Hi,
在 2024/01/18 2:21, Mikulas Patocka 写道:
This commit fixes a deadlock in the LVM2 test
shell/lvconvert-raid-reshape-linear_to_raid6-single-type.sh
When MD_RECOVERY_WAIT is set or when md_is_rdwr(mddev) is true, the
function md_do_sync would not set MD_RECOVERY_DONE. Thus, stop_sync_thread
would wait for the flag MD_RECOVERY_DONE indefinitely.
Also, md_wakeup_thread_directly does nothing if the thread is waiting in
md_thread on thread->wqueue (it wakes the thread up, the thread would
check THREAD_WAKEUP and go to sleep again without doing anything). So,
this commit introduces a call to md_wakeup_thread from
md_wakeup_thread_directly.
task:lvm state:D stack:0 pid:46322 tgid:46322 ppid:46079 flags:0x00004002
Call Trace:
<TASK>
__schedule+0x228/0x570
schedule+0x29/0xa0
schedule_timeout+0x6a/0xd0
? timer_shutdown_sync+0x10/0x10
stop_sync_thread+0x197/0x1c0 [md_mod]
? housekeeping_test_cpu+0x30/0x30
? table_deps+0x1b0/0x1b0 [dm_mod]
__md_stop_writes+0x10/0xd0 [md_mod]
md_stop_writes+0x18/0x30 [md_mod]
raid_postsuspend+0x32/0x40 [dm_raid]
dm_table_postsuspend_targets+0x34/0x50 [dm_mod]
dm_suspend+0xc4/0xd0 [dm_mod]
dev_suspend+0x186/0x2d0 [dm_mod]
? table_deps+0x1b0/0x1b0 [dm_mod]
ctl_ioctl+0x2e1/0x570 [dm_mod]
dm_ctl_ioctl+0x5/0x10 [dm_mod]
__x64_sys_ioctl+0x85/0xa0
do_syscall_64+0x5d/0x1a0
entry_SYSCALL_64_after_hwframe+0x46/0x4e
Signed-off-by: Mikulas Patocka <mpatocka@xxxxxxxxxx>
Fixes: f52f5c71f3d4 ("md: fix stopping sync thread")

● **DATA LISTING**
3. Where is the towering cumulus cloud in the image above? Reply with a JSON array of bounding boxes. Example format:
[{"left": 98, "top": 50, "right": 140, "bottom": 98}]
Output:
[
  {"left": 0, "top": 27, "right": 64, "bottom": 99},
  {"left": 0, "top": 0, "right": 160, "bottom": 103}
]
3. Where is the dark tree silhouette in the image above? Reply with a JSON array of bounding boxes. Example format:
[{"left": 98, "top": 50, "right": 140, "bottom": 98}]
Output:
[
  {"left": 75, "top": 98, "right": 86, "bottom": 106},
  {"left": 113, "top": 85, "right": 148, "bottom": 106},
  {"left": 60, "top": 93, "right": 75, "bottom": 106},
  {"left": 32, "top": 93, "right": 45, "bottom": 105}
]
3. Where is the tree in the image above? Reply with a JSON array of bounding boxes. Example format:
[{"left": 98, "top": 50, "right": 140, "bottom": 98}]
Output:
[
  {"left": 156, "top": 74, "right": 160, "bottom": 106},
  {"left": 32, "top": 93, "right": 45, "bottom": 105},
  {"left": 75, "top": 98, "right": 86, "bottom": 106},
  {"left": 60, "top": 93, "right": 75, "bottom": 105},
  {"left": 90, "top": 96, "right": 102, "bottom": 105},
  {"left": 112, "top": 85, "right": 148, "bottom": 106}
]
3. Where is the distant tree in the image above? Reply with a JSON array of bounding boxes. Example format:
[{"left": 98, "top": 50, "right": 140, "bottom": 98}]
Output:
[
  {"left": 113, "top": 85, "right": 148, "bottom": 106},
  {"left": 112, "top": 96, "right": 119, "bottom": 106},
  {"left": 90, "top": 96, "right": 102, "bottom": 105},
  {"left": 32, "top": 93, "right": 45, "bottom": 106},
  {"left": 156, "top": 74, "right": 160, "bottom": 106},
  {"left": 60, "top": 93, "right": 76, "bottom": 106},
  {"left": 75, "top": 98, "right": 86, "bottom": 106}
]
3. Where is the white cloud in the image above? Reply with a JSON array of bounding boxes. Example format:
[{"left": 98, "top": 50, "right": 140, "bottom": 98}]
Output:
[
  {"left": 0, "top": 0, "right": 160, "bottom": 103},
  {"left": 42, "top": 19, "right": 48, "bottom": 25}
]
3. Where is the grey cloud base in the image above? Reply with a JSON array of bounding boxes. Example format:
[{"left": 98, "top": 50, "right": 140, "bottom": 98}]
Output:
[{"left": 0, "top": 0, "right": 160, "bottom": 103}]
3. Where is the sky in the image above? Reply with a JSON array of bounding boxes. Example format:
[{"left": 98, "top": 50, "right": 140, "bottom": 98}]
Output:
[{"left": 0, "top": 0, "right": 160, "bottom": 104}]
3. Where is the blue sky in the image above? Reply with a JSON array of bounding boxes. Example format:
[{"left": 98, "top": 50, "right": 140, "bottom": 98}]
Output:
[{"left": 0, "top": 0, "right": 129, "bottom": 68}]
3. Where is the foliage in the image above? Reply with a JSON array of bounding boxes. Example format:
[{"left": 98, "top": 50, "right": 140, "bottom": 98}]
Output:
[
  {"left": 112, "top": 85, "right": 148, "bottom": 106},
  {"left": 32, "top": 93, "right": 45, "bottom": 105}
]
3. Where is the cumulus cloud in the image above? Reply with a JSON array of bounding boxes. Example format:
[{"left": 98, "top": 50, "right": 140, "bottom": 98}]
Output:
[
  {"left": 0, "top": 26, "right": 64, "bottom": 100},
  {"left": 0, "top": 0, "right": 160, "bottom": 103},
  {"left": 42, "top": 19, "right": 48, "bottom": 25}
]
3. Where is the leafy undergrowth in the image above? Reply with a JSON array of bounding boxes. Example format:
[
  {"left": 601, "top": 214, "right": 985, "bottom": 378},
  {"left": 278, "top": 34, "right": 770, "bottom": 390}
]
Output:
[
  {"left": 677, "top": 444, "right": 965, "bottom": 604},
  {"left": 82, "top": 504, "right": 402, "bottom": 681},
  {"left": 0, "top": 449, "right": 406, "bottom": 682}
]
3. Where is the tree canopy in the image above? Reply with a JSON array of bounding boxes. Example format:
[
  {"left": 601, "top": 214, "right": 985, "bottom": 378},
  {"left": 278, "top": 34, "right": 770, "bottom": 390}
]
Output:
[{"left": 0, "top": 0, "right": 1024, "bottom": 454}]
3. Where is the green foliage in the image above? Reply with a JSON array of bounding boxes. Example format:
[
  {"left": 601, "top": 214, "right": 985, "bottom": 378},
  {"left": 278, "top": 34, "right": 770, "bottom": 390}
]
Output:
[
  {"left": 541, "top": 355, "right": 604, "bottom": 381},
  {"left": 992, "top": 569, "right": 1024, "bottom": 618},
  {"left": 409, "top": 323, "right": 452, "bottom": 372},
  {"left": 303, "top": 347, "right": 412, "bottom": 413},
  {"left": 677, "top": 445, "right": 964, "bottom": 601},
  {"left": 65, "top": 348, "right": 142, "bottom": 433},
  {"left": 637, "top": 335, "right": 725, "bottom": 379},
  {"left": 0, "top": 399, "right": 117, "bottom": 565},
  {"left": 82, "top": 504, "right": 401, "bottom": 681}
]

● **DIRECTION 1**
According to the patch message, why does the commit add a call to md_wakeup_thread from md_wakeup_thread_directly? Answer in one to three sentences.
● **DIRECTION 2**
Repeat the stretch of the patch message from "Also, md_wakeup_thread_directly does" through "md_wakeup_thread_directly.".
The records come from a source separate from the patch message.

● **TASK OUTPUT 1**
On its own, md_wakeup_thread_directly does nothing when the thread is waiting in md_thread on thread->wqueue. The thread wakes up, checks THREAD_WAKEUP and goes back to sleep without doing anything. Calling md_wakeup_thread from md_wakeup_thread_directly addresses this.

● **TASK OUTPUT 2**
Also, md_wakeup_thread_directly does nothing if the thread is waiting in
md_thread on thread->wqueue (it wakes the thread up, the thread would
check THREAD_WAKEUP and go to sleep again without doing anything). So,
this commit introduces a call to md_wakeup_thread from
md_wakeup_thread_directly.